* **Exercise set**
1. Translate this sentence from the code generation document into Spanish: "UnitTestBot gets the synthetic representation of generated test cases from the fuzzer or the symbolic engine."
2. Reproduce the code generation document word for word, from "olganaumenko · web-flow" to "and parameterization options).".

* **Excerpted text**

CodeGenerationAndRendering doc added (#1417)

olganaumenko · web-flow · commit ac22acd488c6 · 2022-11-25T14:50:20.000Z
diff --git a/docs/CodeGenerationAndRendering.md b/docs/CodeGenerationAndRendering.md
@@ -0,0 +1,339 @@
+# Code generation and rendering
+
+Code generation and rendering is a part of test generation process in UnitTestBot (find the overall picture in the 
+[UnitTestBot architecture 
+overview](https://github.com/UnitTestBot/UTBotJava/blob/main/docs/OverallArchitecture.md)). 
+UnitTestBot gets the synthetic representation of generated test cases from the fuzzer or the symbolic engine. This representation, or model, is 
+implemented in the `UtExecution` class.
+
+The `codegen` module generates the real test code based on this `UtExecution` model and renders it in a 
+human-readable form in accordance with the requested configuration (considering programming language, testing 
+framework, mocking and parameterization options).

* **Source material**
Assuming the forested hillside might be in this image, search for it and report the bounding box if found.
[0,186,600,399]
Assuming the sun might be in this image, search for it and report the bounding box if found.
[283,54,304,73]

* **Task responses**
1. UnitTestBot recibe la representación sintética de los casos de prueba generados desde el fuzzer o el motor simbólico.

2.
olganaumenko · web-flow · commit ac22acd488c6 · 2022-11-25T14:50:20.000Z
diff --git a/docs/CodeGenerationAndRendering.md b/docs/CodeGenerationAndRendering.md
@@ -0,0 +1,339 @@
+# Code generation and rendering
+
+Code generation and rendering is a part of test generation process in UnitTestBot (find the overall picture in the 
+[UnitTestBot architecture 
+overview](https://github.com/UnitTestBot/UTBotJava/blob/main/docs/OverallArchitecture.md)). 
+UnitTestBot gets the synthetic representation of generated test cases from the fuzzer or the symbolic engine. This representation, or model, is 
+implemented in the `UtExecution` class.
+
+The `codegen` module generates the real test code based on this `UtExecution` model and renders it in a 
+human-readable form in accordance with the requested configuration (considering programming language, testing 
+framework, mocking and parameterization options).